- DATA TO PROCESS -
[Start]

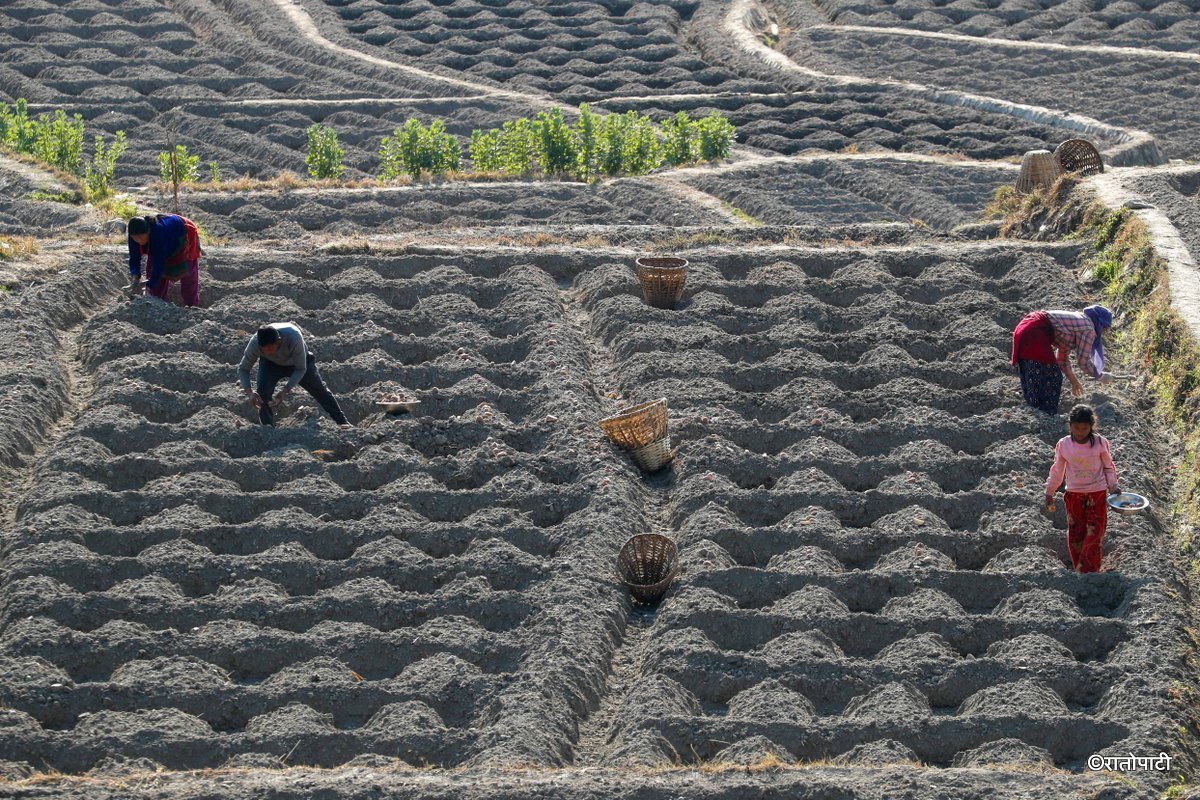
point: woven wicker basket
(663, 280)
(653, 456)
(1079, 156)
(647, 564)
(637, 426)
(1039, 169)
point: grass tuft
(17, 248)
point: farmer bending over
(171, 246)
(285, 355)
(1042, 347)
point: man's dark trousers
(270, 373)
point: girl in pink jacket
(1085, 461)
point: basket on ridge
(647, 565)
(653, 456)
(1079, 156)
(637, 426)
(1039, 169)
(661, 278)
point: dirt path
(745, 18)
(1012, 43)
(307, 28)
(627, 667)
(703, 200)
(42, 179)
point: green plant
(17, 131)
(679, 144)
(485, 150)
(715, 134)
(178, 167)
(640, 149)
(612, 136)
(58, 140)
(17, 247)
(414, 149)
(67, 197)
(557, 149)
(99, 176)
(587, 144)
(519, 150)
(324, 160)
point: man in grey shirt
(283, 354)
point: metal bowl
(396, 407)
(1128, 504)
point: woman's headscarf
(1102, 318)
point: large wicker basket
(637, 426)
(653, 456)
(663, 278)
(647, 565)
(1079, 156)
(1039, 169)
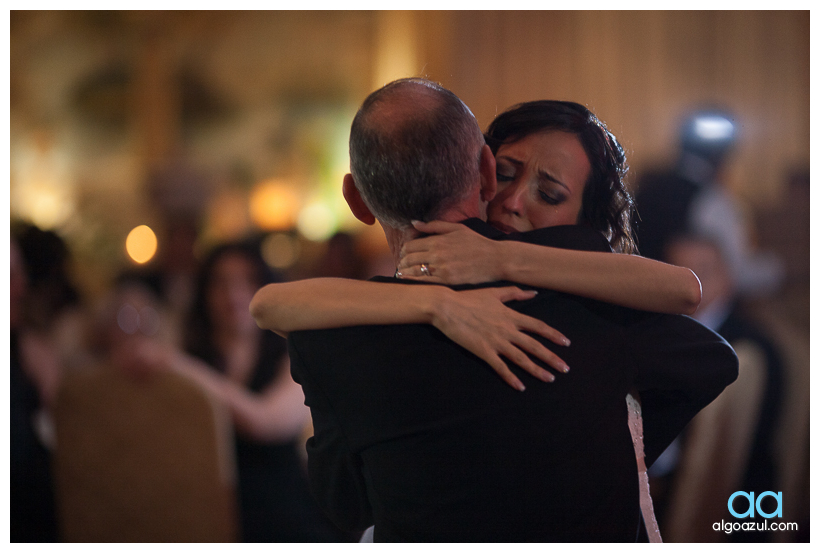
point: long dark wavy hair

[End]

- TASK TO COMPLETE -
Rewrite all the records above, substituting "hamper" for each "basket" and leaving everything else unchanged. Leave the pictures out.

- SOLUTION FOR THIS PROBLEM -
point: woven wicker hamper
(663, 280)
(653, 456)
(1079, 156)
(647, 564)
(637, 426)
(1039, 169)
point: grass tuft
(17, 248)
point: farmer bending over
(171, 246)
(285, 355)
(1042, 347)
point: man's dark trousers
(270, 373)
point: girl in pink jacket
(1085, 461)
point: hamper on ridge
(647, 565)
(653, 456)
(1079, 156)
(637, 426)
(1039, 169)
(661, 278)
point: dirt path
(745, 18)
(1012, 43)
(307, 28)
(627, 667)
(703, 200)
(42, 179)
point: green plant
(17, 131)
(679, 144)
(485, 150)
(715, 134)
(178, 167)
(640, 149)
(612, 136)
(58, 140)
(17, 247)
(414, 149)
(67, 197)
(557, 149)
(99, 176)
(587, 144)
(519, 150)
(324, 160)
point: man in grey shirt
(283, 354)
point: metal bowl
(396, 407)
(1128, 504)
point: woman's headscarf
(1102, 318)
point: large wicker hamper
(637, 426)
(653, 456)
(663, 278)
(647, 565)
(1079, 156)
(1039, 169)
point: long dark wavy hair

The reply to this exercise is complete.